* Exercise: Can you update the entries from the line with "distance. Tag each instance with a single point." up to and including the last entry, changing "metal" to "steel" and leaving everything else unchanged, then write out only those lines?

(Entries from a point annotation set)
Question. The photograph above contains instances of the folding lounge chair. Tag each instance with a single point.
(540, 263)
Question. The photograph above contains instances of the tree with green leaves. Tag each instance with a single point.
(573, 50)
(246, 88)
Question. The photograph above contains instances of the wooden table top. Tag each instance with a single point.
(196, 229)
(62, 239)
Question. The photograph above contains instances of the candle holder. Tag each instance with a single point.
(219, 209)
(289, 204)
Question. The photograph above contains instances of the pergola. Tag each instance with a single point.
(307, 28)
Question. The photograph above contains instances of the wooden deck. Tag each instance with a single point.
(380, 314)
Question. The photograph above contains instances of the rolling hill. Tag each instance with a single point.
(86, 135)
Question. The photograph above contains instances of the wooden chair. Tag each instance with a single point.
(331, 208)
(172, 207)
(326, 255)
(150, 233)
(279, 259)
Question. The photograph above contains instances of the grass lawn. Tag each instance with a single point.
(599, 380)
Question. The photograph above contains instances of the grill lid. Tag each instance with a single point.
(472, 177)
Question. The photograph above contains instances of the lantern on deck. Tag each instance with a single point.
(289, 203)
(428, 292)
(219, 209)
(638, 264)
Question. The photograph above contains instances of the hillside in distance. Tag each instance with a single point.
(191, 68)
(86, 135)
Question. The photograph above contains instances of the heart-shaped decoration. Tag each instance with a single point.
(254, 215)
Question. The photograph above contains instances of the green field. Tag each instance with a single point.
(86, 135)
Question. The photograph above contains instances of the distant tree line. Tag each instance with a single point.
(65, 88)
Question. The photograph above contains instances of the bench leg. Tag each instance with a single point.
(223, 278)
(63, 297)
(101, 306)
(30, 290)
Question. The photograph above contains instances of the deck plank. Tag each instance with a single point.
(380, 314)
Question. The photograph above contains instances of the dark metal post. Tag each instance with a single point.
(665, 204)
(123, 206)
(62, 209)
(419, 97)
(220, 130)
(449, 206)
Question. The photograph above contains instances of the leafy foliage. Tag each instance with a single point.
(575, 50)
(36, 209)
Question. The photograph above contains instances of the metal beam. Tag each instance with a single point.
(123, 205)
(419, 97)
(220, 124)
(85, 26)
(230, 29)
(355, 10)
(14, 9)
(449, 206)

* Solution below:
Question. The photograph above contains instances of the hillside in distance. Tag each instance with a single point.
(191, 68)
(86, 135)
Question. The photograph above contains instances of the heart-shaped decoration. Tag each instance with a single point.
(254, 215)
Question. The photograph above contains instances of the green field. Tag each instance with a single point.
(86, 135)
Question. The photograph above contains instances of the distant tree line. Tag each instance with a single point.
(65, 88)
Question. The photograph above contains instances of the bench leg. Tag each instance with a single point.
(223, 278)
(63, 297)
(101, 306)
(30, 290)
Question. The photograph above contains instances of the deck plank. Tag each instance with a single point.
(380, 314)
Question. The photograph above contains instances of the dark steel post. Tag each instance with a single point.
(665, 204)
(123, 206)
(62, 209)
(419, 97)
(220, 130)
(449, 206)
Question. The photograph above contains instances of the leafy foliage. Tag each instance with a single point.
(575, 50)
(36, 209)
Question. The photograph above contains instances of the steel beam. Tag each instance with a single point.
(123, 205)
(419, 97)
(220, 124)
(85, 26)
(230, 29)
(355, 10)
(14, 9)
(449, 206)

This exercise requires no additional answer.